> **ABOUT THIS EXERCISE**
The lines you return must be all those in the data that hold the string "brown".

> **SOURCE INFORMATION**
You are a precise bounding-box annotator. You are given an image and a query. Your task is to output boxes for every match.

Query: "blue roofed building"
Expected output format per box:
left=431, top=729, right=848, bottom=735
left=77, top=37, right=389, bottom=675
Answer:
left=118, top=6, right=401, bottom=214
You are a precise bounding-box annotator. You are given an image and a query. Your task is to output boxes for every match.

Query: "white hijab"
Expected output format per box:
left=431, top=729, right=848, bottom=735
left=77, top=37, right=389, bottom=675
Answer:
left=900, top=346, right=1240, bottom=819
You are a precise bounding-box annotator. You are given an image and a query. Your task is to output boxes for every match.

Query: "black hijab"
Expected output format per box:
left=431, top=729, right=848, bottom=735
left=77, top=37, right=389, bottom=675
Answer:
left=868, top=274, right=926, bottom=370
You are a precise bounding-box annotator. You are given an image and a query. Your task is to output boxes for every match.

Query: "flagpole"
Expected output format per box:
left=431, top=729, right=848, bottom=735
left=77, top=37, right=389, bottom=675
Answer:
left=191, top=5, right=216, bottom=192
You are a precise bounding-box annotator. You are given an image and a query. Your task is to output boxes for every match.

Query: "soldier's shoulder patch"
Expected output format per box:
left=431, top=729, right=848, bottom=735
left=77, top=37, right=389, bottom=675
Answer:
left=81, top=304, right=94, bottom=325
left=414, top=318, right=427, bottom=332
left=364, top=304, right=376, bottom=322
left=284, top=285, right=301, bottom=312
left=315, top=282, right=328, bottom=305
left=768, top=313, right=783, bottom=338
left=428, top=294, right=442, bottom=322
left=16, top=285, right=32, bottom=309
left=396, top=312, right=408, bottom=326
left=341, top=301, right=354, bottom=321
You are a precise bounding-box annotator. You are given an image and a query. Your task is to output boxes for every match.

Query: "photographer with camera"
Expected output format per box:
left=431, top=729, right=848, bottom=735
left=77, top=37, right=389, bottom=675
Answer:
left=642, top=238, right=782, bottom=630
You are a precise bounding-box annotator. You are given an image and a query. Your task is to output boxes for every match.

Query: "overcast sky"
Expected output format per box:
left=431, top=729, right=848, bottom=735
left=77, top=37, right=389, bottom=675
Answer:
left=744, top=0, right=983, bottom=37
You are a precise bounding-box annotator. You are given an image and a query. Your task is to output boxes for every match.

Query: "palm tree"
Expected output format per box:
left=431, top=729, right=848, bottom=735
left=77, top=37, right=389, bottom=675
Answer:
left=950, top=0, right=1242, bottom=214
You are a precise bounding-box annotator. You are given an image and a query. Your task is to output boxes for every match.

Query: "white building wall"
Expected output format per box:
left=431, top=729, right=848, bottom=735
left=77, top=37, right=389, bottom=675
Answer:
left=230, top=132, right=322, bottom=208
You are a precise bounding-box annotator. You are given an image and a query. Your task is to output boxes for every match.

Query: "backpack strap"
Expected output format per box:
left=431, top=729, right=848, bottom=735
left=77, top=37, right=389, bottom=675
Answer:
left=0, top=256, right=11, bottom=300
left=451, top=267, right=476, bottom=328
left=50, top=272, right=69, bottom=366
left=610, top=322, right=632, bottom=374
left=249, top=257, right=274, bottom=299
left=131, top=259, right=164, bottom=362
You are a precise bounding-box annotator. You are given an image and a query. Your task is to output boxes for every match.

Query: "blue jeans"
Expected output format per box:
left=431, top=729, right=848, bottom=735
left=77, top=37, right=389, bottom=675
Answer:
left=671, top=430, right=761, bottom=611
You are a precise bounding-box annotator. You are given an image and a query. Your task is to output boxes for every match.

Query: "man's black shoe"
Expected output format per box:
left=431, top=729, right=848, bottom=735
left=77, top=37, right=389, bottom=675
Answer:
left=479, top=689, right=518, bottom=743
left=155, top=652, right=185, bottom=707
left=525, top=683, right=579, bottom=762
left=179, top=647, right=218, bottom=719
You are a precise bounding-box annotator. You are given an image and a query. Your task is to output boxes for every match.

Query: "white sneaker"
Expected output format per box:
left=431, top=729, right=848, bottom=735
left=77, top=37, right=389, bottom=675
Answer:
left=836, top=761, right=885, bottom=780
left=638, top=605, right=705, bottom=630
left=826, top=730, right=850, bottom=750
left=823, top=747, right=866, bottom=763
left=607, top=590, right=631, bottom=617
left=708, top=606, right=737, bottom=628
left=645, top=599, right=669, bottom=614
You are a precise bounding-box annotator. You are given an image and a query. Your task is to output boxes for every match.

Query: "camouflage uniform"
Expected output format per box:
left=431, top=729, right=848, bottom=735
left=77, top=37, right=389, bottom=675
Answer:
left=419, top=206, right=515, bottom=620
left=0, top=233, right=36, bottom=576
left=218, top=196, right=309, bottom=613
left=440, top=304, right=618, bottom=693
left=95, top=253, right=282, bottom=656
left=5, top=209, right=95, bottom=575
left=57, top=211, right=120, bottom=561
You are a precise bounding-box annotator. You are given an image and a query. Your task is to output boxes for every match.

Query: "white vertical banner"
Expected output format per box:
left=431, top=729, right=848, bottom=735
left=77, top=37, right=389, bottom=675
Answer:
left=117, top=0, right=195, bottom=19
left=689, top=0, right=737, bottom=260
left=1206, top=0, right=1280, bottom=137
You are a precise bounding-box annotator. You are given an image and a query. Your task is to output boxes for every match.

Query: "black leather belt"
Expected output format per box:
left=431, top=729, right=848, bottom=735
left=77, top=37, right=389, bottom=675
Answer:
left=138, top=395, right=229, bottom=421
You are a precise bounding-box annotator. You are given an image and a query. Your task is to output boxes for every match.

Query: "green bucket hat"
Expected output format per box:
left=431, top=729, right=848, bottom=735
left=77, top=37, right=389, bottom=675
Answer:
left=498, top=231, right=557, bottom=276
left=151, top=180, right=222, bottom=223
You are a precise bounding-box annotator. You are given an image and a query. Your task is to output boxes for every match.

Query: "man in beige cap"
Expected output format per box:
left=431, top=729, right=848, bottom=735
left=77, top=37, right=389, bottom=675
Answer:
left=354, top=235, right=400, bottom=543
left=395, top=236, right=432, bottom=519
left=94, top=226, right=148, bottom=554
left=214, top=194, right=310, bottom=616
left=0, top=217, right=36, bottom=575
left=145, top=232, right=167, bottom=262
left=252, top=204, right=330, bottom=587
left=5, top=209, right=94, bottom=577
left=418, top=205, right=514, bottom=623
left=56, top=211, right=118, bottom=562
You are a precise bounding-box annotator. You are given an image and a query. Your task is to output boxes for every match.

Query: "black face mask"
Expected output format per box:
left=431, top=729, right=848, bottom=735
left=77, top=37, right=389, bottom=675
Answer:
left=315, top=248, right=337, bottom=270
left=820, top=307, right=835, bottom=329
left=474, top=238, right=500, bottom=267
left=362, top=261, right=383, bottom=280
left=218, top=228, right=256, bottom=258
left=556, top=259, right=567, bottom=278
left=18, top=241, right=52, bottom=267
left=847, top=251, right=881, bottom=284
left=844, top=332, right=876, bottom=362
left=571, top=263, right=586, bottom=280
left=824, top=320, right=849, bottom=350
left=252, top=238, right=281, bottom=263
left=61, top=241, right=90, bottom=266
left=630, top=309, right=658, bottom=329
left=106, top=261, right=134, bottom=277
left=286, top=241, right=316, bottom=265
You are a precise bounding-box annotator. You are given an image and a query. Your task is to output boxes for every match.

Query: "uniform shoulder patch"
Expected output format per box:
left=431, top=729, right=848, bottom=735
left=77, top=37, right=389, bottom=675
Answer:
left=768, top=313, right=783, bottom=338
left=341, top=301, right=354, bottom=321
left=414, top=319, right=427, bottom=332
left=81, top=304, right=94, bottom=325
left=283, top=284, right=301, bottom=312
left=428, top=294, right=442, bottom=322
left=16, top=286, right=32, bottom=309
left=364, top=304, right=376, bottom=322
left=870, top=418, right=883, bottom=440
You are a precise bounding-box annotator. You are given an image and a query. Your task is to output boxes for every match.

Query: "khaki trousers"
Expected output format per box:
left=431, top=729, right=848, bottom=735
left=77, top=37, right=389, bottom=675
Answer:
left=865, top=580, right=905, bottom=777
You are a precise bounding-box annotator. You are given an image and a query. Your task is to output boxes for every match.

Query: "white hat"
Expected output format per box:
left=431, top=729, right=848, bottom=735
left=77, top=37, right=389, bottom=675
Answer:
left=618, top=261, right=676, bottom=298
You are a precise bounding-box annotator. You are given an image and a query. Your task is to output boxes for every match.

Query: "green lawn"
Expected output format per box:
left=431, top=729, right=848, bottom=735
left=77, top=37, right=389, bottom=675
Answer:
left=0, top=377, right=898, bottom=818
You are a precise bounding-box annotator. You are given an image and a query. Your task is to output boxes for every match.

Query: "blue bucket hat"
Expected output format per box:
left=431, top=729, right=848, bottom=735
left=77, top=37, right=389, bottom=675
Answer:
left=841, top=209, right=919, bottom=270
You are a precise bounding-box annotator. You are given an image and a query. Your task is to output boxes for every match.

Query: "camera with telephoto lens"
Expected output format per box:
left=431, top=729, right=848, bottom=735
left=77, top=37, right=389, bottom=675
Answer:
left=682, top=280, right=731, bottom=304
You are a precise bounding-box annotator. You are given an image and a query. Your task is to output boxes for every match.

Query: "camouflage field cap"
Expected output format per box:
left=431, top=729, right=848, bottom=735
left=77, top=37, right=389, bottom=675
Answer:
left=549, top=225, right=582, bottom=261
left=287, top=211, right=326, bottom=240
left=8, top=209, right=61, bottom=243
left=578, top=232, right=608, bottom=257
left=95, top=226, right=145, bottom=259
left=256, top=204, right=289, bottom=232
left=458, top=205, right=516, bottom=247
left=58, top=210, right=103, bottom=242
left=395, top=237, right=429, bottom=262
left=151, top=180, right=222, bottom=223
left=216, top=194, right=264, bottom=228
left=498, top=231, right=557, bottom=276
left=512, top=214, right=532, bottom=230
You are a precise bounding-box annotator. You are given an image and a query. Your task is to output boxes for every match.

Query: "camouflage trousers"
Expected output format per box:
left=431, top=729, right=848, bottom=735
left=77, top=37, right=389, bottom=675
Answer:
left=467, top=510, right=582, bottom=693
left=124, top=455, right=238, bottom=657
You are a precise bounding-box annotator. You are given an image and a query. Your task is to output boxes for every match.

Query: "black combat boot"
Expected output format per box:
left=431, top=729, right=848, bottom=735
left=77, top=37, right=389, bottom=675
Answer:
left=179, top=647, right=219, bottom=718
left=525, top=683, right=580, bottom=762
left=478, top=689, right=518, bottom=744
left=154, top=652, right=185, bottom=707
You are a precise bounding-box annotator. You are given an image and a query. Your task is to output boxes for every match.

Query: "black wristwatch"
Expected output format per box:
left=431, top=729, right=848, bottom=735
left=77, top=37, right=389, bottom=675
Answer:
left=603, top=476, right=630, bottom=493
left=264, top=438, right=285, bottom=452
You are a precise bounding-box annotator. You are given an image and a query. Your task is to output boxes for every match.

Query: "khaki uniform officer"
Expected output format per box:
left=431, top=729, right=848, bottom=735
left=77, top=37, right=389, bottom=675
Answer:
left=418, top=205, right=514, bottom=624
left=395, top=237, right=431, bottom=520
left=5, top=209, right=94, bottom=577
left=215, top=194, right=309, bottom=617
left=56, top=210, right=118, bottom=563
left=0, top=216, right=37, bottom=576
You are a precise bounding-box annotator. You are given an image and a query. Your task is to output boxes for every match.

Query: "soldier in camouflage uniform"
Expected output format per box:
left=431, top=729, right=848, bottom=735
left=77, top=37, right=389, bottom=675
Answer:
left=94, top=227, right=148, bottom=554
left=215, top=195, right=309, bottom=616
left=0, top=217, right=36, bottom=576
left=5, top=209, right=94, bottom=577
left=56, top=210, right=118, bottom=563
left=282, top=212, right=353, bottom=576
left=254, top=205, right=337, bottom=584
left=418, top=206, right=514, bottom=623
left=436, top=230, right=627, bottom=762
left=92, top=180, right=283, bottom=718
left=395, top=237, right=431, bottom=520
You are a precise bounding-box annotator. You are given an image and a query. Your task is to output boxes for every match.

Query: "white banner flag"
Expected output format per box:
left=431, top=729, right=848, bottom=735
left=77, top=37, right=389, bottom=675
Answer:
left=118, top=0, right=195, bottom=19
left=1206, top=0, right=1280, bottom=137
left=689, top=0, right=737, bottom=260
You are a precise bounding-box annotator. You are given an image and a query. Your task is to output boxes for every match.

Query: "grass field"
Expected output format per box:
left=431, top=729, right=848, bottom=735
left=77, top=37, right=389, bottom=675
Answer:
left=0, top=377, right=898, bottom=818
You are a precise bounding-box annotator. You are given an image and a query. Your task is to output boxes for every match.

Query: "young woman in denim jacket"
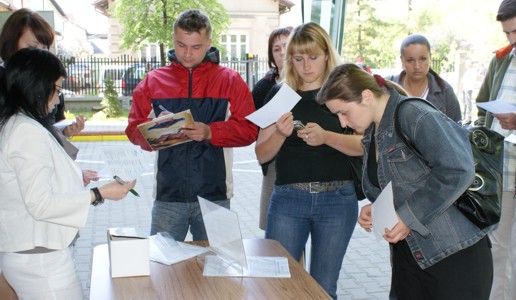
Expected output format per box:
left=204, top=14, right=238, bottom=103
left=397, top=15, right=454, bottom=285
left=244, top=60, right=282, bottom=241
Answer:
left=317, top=63, right=493, bottom=300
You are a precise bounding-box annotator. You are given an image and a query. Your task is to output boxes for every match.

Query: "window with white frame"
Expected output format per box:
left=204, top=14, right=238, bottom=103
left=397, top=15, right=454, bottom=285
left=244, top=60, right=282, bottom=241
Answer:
left=220, top=33, right=248, bottom=61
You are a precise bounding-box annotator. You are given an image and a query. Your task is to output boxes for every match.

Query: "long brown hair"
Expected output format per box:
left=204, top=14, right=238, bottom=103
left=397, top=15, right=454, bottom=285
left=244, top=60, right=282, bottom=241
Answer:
left=0, top=8, right=54, bottom=62
left=317, top=64, right=406, bottom=105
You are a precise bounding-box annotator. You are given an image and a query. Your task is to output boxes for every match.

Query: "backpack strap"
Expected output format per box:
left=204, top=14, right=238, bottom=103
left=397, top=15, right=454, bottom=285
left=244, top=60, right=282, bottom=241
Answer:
left=393, top=97, right=439, bottom=164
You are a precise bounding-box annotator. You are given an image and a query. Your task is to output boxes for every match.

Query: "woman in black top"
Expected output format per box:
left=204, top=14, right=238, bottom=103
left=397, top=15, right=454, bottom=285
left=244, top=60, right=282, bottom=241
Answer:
left=255, top=23, right=362, bottom=299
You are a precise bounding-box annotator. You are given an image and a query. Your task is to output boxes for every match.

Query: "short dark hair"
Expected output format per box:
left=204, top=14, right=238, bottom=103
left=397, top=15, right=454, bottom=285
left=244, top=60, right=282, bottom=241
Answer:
left=0, top=8, right=54, bottom=62
left=400, top=34, right=431, bottom=56
left=173, top=9, right=212, bottom=39
left=399, top=34, right=448, bottom=90
left=267, top=27, right=293, bottom=69
left=497, top=0, right=516, bottom=21
left=0, top=48, right=66, bottom=142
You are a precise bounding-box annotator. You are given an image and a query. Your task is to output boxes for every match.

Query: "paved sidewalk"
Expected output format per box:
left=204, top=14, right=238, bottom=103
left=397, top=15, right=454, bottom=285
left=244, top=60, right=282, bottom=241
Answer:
left=72, top=121, right=391, bottom=300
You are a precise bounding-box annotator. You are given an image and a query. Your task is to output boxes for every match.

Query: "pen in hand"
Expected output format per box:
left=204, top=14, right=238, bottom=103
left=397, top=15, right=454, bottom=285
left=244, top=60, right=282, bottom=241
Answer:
left=113, top=175, right=140, bottom=197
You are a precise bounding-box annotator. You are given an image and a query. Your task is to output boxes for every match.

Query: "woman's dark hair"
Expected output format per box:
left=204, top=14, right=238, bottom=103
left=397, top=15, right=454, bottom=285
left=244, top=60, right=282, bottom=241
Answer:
left=316, top=64, right=406, bottom=105
left=267, top=26, right=293, bottom=69
left=263, top=26, right=293, bottom=81
left=400, top=34, right=446, bottom=90
left=0, top=48, right=66, bottom=143
left=0, top=8, right=54, bottom=63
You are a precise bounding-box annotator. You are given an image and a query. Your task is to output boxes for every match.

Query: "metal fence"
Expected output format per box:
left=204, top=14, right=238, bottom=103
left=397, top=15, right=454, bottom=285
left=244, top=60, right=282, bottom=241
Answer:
left=58, top=55, right=451, bottom=97
left=58, top=55, right=270, bottom=97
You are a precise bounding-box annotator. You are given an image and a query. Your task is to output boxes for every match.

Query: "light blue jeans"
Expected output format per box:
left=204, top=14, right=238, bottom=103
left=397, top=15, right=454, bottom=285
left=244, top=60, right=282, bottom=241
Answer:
left=151, top=200, right=230, bottom=241
left=265, top=182, right=358, bottom=299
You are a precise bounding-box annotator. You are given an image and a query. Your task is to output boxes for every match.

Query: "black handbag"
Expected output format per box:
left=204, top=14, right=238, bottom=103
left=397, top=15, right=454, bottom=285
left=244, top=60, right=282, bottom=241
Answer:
left=349, top=156, right=366, bottom=200
left=394, top=98, right=503, bottom=229
left=343, top=127, right=367, bottom=200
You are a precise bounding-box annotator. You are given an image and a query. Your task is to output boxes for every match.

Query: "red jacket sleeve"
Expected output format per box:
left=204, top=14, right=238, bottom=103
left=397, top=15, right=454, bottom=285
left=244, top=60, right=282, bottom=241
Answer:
left=209, top=72, right=258, bottom=147
left=125, top=79, right=153, bottom=151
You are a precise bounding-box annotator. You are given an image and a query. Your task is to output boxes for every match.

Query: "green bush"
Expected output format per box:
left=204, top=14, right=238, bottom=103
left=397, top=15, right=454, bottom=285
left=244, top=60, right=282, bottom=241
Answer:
left=100, top=78, right=122, bottom=117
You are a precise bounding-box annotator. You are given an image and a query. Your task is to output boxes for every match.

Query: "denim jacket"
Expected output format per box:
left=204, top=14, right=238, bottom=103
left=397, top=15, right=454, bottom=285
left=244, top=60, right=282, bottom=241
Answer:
left=361, top=90, right=489, bottom=269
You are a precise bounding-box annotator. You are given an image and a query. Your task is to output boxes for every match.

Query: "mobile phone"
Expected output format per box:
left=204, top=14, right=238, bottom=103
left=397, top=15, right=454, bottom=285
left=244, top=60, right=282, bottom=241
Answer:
left=293, top=120, right=305, bottom=131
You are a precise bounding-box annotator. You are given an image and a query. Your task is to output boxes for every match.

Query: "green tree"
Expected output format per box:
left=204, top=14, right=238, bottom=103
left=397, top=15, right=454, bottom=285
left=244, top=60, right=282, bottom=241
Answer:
left=343, top=0, right=405, bottom=69
left=101, top=78, right=122, bottom=117
left=113, top=0, right=230, bottom=65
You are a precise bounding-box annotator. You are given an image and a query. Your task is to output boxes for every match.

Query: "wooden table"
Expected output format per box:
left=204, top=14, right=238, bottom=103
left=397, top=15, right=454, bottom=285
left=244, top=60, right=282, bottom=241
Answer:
left=90, top=239, right=331, bottom=299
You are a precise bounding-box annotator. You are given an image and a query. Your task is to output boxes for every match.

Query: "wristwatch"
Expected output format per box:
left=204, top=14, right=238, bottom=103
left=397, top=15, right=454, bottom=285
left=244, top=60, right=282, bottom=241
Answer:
left=91, top=187, right=104, bottom=206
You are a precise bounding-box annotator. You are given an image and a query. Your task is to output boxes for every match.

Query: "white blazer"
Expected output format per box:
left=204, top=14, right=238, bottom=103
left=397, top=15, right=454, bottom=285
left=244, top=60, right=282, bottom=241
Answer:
left=0, top=114, right=91, bottom=252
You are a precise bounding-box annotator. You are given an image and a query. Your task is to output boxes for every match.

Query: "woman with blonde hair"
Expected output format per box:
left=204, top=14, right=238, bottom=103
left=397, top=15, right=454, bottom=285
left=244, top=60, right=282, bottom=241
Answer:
left=255, top=22, right=362, bottom=299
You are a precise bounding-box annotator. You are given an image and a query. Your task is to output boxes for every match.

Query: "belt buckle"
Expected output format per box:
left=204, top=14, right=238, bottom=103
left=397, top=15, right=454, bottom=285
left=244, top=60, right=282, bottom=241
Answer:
left=309, top=182, right=320, bottom=193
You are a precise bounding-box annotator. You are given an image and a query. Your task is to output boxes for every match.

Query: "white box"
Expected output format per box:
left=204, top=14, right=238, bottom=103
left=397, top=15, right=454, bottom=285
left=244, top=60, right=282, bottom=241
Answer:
left=107, top=228, right=150, bottom=278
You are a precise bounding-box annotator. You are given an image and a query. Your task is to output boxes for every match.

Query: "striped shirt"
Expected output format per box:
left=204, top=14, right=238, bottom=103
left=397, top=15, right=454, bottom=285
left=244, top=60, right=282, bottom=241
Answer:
left=491, top=48, right=516, bottom=192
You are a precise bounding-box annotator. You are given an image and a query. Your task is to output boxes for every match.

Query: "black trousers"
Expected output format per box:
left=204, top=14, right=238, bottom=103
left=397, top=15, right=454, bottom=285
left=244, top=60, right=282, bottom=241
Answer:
left=390, top=236, right=493, bottom=300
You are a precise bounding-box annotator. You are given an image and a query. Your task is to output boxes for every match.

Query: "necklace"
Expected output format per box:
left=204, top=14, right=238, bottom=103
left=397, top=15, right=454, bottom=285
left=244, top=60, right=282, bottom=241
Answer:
left=403, top=77, right=428, bottom=98
left=419, top=86, right=429, bottom=98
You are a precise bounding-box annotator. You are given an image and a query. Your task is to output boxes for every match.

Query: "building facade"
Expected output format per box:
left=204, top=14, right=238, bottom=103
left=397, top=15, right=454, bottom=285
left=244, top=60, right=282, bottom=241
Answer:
left=93, top=0, right=294, bottom=60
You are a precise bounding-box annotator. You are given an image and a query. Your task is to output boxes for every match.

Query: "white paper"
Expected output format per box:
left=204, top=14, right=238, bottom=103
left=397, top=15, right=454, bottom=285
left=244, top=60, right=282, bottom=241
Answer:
left=245, top=84, right=301, bottom=128
left=203, top=255, right=290, bottom=278
left=101, top=146, right=147, bottom=181
left=149, top=232, right=209, bottom=265
left=53, top=119, right=73, bottom=131
left=476, top=100, right=516, bottom=114
left=505, top=134, right=516, bottom=144
left=371, top=182, right=398, bottom=242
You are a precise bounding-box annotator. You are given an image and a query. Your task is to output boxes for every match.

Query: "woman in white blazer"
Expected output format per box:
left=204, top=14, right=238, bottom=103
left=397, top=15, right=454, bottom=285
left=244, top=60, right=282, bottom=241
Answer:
left=0, top=48, right=136, bottom=300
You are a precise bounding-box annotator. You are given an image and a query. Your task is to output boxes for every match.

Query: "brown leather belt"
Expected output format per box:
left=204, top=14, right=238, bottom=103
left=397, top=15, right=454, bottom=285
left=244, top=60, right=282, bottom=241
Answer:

> **PROBLEM SOLUTION**
Query: "long brown hair"
Query: "brown leather belt"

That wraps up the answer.